Repeat word for word everything from the line containing "low bush present." down to the end of the items, including both that line and the last one.

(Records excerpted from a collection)

★ ★ ★ ★ ★ ★ ★

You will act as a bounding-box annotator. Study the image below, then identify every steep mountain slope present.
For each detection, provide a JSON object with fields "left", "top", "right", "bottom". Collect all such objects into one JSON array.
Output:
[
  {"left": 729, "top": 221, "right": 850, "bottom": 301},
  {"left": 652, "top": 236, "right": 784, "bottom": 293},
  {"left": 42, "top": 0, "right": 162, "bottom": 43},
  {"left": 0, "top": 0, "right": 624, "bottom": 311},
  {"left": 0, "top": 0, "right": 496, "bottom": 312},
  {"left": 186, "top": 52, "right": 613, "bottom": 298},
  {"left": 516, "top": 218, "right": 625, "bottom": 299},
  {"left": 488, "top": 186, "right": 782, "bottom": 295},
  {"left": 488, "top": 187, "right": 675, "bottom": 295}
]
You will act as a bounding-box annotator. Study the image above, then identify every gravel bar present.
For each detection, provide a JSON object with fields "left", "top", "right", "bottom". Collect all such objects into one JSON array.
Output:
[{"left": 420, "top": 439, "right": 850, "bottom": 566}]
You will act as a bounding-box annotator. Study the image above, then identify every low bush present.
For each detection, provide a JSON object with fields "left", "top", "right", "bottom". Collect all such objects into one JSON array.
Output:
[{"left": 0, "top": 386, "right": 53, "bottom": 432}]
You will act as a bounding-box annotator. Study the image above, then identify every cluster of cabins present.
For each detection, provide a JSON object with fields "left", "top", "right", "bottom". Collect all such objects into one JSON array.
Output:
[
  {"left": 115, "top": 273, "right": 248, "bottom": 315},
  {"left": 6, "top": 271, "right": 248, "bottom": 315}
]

★ ★ ★ ★ ★ ★ ★

- Written response:
You will act as a bounding-box annotator. Study the image above, then identify every low bush present.
For each detection, provide a JSON object with fields "left", "top", "right", "bottom". Collect all such objects into one JSON array.
Output:
[{"left": 0, "top": 386, "right": 53, "bottom": 432}]
You will act as a bounding-box annotator. Study the image above, then identify every cluster of cabins present.
For each detection, provide a JSON object with fields "left", "top", "right", "bottom". Collect all such objects into one JSON array.
Output:
[
  {"left": 115, "top": 273, "right": 248, "bottom": 315},
  {"left": 6, "top": 271, "right": 248, "bottom": 315}
]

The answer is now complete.